*SOURCE TEXT*:
# # # # #
Saturday, November 7, 2015

Shortly after my company took over the operation of most of the airports in Saudi Arabia, I was visiting the old Jeddah facility. The manager and I hopped in a golf cart for a quick tour. He said “there is something I want you to see” and he drove out to the end of the longest runway. We looked out across the arid, flat, desert  scrub and saw bags as far as the eye could see. There were travel bags, boxes tied with twine, designer trunks, metal containers, a seemingly endless variety of items that at some point were precious to travelers. This was the place where luggage came to die. And a long and lingering death it was. In the mid-1970’s in Saudi Arabia, there was nothing more telling about the need to modernize at least some aspects of everyday life.

These bags wound up there because the structure that was supposed to supervise their safe travel was completely broken. And the solution was to drop them off in the desert and pretend they never happened.
# # # # #
*Data taken from a collection*:
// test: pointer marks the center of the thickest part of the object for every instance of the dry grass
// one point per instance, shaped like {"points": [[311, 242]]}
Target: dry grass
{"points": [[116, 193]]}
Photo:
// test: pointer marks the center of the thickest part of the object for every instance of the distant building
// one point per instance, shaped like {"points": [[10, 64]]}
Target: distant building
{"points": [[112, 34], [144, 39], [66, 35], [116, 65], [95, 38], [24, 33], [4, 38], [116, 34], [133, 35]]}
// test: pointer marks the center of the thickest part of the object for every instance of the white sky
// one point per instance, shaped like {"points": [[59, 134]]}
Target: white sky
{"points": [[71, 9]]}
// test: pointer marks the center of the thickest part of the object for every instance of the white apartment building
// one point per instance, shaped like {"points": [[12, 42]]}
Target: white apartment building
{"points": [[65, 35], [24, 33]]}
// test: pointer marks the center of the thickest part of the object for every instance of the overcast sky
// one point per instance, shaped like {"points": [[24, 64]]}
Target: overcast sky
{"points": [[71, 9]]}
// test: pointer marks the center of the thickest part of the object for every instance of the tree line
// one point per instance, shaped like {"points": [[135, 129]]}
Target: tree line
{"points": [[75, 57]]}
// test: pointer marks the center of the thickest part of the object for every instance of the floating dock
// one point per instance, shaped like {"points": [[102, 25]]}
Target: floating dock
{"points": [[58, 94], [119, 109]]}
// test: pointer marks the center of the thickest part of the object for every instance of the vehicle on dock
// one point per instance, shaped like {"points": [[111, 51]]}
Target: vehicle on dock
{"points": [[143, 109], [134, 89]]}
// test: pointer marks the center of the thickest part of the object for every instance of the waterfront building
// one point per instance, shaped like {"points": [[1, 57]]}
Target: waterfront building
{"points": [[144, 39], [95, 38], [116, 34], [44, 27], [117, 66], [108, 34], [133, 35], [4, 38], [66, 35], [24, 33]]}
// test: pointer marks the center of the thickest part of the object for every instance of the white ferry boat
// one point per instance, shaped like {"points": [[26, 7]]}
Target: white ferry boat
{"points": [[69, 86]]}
# # # # #
*EXERCISE TASK A*:
In the airport passage, where did the manager drive the golf cart?
*EXERCISE TASK B*:
Please retype the airport passage from "These bags wound" up to and including "they never happened.".
The entries are separate material from the airport passage.

*EXERCISE RESPONSE A*:
Out to the end of the longest runway.

*EXERCISE RESPONSE B*:
These bags wound up there because the structure that was supposed to supervise their safe travel was completely broken. And the solution was to drop them off in the desert and pretend they never happened.